■ **Given exercise**
Transcribe every entry word for word. Skip the pictures.

■ **Input rows**
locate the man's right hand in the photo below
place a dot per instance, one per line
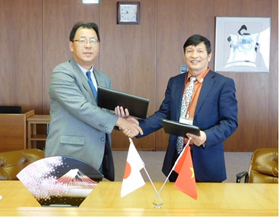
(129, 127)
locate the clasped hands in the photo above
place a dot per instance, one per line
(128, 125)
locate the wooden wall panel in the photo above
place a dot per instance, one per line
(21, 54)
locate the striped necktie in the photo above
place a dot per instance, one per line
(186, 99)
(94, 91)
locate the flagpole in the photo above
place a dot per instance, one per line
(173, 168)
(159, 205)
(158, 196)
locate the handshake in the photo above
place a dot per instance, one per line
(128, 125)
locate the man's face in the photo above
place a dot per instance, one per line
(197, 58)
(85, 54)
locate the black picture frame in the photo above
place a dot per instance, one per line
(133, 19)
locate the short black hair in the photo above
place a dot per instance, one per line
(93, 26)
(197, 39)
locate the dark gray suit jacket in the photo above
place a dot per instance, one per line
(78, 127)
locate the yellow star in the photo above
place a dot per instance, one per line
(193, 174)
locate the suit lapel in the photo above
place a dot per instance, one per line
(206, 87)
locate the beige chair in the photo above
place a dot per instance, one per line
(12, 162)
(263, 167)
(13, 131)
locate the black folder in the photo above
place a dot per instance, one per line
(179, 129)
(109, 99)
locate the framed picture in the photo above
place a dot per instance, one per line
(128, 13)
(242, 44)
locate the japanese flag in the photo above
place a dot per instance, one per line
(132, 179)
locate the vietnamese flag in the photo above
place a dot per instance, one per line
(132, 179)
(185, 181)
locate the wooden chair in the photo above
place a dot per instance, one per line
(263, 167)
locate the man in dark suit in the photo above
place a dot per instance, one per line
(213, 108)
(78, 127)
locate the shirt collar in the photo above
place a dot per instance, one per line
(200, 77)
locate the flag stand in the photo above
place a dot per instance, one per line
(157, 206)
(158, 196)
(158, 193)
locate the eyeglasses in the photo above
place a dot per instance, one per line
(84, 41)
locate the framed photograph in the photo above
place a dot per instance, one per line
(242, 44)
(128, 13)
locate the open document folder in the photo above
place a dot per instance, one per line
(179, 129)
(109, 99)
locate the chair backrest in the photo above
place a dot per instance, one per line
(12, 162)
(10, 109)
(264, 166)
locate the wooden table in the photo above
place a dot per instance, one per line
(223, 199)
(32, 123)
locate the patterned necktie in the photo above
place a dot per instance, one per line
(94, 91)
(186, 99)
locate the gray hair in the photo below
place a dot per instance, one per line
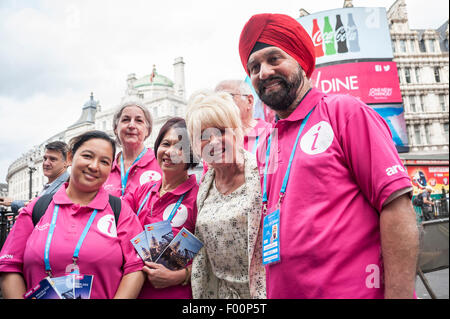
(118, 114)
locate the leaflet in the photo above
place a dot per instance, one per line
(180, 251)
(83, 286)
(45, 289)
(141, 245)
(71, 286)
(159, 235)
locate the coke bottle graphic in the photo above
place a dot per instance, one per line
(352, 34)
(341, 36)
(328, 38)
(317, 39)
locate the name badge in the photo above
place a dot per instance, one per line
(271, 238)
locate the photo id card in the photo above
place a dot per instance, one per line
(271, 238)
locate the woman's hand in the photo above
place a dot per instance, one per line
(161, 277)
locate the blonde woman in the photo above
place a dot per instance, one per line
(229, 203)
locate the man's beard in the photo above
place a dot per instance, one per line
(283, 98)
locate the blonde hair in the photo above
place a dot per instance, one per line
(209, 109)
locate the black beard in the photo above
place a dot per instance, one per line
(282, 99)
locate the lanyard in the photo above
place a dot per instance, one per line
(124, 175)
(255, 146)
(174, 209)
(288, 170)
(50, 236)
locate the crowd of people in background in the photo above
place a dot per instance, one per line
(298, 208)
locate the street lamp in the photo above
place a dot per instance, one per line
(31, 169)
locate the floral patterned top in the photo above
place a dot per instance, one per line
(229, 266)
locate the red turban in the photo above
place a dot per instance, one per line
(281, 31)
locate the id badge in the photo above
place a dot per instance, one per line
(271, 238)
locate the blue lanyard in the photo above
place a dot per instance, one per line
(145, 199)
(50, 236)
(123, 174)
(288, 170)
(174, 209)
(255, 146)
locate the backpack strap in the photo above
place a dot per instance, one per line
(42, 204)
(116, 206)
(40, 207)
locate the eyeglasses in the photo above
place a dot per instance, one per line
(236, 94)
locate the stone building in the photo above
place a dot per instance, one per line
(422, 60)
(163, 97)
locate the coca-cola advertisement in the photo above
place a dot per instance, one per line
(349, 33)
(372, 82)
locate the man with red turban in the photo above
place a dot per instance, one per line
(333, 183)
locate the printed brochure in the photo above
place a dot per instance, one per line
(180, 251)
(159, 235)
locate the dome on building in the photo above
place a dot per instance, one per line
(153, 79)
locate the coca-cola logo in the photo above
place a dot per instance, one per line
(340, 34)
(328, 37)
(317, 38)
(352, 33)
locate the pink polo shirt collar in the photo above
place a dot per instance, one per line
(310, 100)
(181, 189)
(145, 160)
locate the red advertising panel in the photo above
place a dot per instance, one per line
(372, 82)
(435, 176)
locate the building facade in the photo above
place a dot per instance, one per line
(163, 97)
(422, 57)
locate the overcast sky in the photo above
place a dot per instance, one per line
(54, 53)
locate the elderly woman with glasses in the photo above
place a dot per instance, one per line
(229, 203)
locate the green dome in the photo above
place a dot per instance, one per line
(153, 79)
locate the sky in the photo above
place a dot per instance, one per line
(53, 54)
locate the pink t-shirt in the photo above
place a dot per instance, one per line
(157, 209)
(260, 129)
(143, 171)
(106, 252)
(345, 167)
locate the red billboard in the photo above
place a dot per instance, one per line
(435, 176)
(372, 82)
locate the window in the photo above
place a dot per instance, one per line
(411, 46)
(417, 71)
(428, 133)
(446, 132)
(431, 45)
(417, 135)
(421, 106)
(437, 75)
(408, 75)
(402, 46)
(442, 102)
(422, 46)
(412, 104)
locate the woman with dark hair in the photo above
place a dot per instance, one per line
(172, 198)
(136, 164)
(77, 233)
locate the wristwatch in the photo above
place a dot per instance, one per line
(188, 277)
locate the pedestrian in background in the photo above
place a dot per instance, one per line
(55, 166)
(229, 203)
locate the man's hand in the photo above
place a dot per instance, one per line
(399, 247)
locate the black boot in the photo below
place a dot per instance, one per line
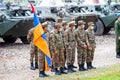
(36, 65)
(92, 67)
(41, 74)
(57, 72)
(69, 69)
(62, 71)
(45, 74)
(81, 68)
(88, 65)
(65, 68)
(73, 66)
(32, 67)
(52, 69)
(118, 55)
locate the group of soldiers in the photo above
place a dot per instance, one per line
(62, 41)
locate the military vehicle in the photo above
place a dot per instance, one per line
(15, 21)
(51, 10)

■ **In response**
locate the man's right hand in the photo below
place a dot per instance, one per line
(129, 127)
locate the clasped hands in the photo above
place a dot per instance, one per line
(128, 125)
locate the wooden wall panel in the photo above
place a dot per instance, one per line
(21, 54)
locate the striped necktie in the photo above
place a dot per instance, one per line
(186, 99)
(94, 91)
locate the flagpole in the photo above
place a dot per instance, one per line
(173, 168)
(159, 205)
(158, 196)
locate the handshake in the photo above
place a dot per instance, one per line
(128, 125)
locate the man's face in the photo above
place a dot per instance, one per line
(197, 58)
(85, 54)
locate the black picture frame in the photo above
place a dot per instance, one per line
(133, 19)
locate the short black hair in the photo above
place a dot per instance, one per line
(93, 26)
(197, 39)
locate the dark gray suit jacket in the photo above
place a dot per instance, one per line
(78, 127)
locate the yellow star in the photo above
place a dot per instance, one per line
(193, 174)
locate the suit lapel in the photo above
place a dot per instance, one per line
(206, 87)
locate the beige chair in the photo above
place a dot per instance, one per line
(12, 162)
(263, 167)
(13, 131)
locate the black folder in the photo above
place a dot per instance, one per line
(179, 129)
(109, 99)
locate the framed picture in the photo above
place a dot per instance, one per line
(128, 13)
(242, 44)
locate the japanese flag in the photo above
place a dot per instance, one per line
(132, 179)
locate the vietnamese flag in the photo above
place a dot per instance, one per line
(132, 179)
(185, 181)
locate the wooden chair in the photo above
place a dot per instance, one per line
(263, 167)
locate the man in dark suit in the photo above
place a dot per instance, one per line
(213, 108)
(78, 127)
locate the shirt collar in the photo above
place a dot per instance, one per line
(200, 77)
locate the flag stand in the photo above
place a dot per instance, one per line
(157, 206)
(158, 196)
(158, 193)
locate the eyeglasses in the photo above
place a dot per instance, one per line
(84, 41)
locate the framed photograph in the photo above
place a dot per instance, one per line
(242, 44)
(128, 13)
locate the open document folder in the photo above
place a dot per instance, one per line
(179, 129)
(109, 99)
locate the chair backrest in the photo above
place a dot per instance, one per line
(12, 162)
(10, 109)
(264, 166)
locate the wooden table in the photo above
place a dot per instance, one per line
(223, 199)
(32, 123)
locate the patterned necktie in the photo above
place a dot per instance, one per line
(94, 91)
(186, 99)
locate the gray hair in the photo below
place a dot per instance, one per line
(118, 114)
locate the leaflet in the photo above
place a dot per instance, one per line
(180, 251)
(83, 286)
(45, 289)
(141, 245)
(71, 286)
(159, 235)
locate the coke bottle graphic in the photo above
place a dot per instance, one per line
(352, 34)
(341, 36)
(328, 38)
(317, 39)
locate the name badge in the photo above
place a dot per instance, one per line
(271, 238)
locate the photo id card in the photo above
place a dot per instance, one per line
(271, 238)
locate the woman's hand in the photo above
place a dot per instance, one per line
(161, 277)
locate the blonde woman in the photo above
place a dot per instance, one per line
(229, 203)
locate the man's beard in the photo above
place a dot per instance, one per line
(283, 98)
locate the blonde hair in the photo above
place a dot per instance, one per line
(209, 109)
locate the black beard in the photo above
place a dot per instance, one per line
(282, 99)
locate the lanyard in the photo above
place a dot per instance, one per line
(124, 175)
(255, 146)
(174, 209)
(288, 170)
(50, 236)
locate the crowd of people in background in the photo above
place a dot per instance, one per line
(298, 208)
locate the street lamp in the photo above
place a dot per instance, one per line
(31, 169)
locate the floral patterned top in the photo above
place a dot per instance, one per line
(229, 266)
locate the red turban in the photo above
place a dot per instance, one per line
(281, 31)
locate the id badge in the photo above
place a dot per instance, one per line
(271, 238)
locate the blue lanyard in the photo above
place a dot per instance, one per line
(145, 199)
(50, 236)
(123, 174)
(288, 170)
(174, 209)
(255, 146)
locate the backpack strap in the photo above
place a dot per instance, one per line
(42, 204)
(116, 206)
(40, 207)
locate the eyeglasses in the photo above
place a dot per instance, one per line
(236, 94)
locate the stone building in the photo above
place a dot per instance, one per line
(422, 60)
(163, 97)
locate the coca-cola advertisement in the photo above
place a dot per instance, one per line
(349, 33)
(372, 82)
locate the man with red turban in the photo above
place a dot per instance, one per line
(333, 183)
locate the printed brochure in the photo above
place a dot per instance, one per line
(180, 251)
(159, 235)
locate the dome on building in the photo above
place a dot per instance, one per line
(153, 79)
locate the coca-cola logo in the photo above
place a dot per instance, one per line
(340, 34)
(328, 37)
(317, 38)
(352, 33)
locate the pink polo shirt collar in the photo above
place a dot per instance, one per line
(310, 100)
(181, 189)
(145, 160)
locate the red advertising panel in the photo above
place a dot per instance, one per line
(372, 82)
(435, 176)
locate the building facade in the photo above
place a dot per instance, one per line
(163, 97)
(422, 57)
locate the overcast sky in the photo above
place a dot per instance, one per line
(54, 53)
locate the elderly woman with glasses in the photo above
place a dot per instance, one per line
(229, 203)
locate the green dome in the photo above
place a dot per instance, one per line
(153, 79)
locate the sky in the photo above
place a dot per instance, one per line
(53, 54)
locate the pink t-shirt in the photo above
place a dot per instance, one per line
(157, 209)
(260, 129)
(143, 171)
(106, 252)
(345, 167)
locate the red billboard in the photo above
place a dot per instance, one per line
(435, 176)
(372, 82)
locate the window in the photo above
place a dot per instance, one per line
(411, 46)
(417, 71)
(428, 133)
(446, 132)
(431, 45)
(417, 135)
(421, 106)
(437, 75)
(408, 75)
(402, 46)
(442, 102)
(422, 46)
(412, 104)
locate the woman with dark hair in the photo above
place a dot per instance, one per line
(172, 198)
(136, 164)
(77, 233)
locate the wristwatch in the photo above
place a dot per instance, one per line
(188, 277)
locate the pedestrian in background in the photo above
place a dot per instance, one per line
(55, 166)
(229, 203)
locate the man's hand in the photo above
place a dot per instance, one per line
(399, 247)
locate the black boot in the photo below
place a dot per instance, one per line
(36, 65)
(92, 67)
(41, 74)
(57, 72)
(69, 69)
(62, 71)
(45, 74)
(81, 68)
(88, 65)
(65, 68)
(73, 66)
(32, 67)
(52, 69)
(118, 55)
locate the group of soldiers in the photo above
place a dot per instance, one per line
(62, 41)
locate the military vehicle in the photo above
place a dot per instance, one per line
(15, 21)
(51, 10)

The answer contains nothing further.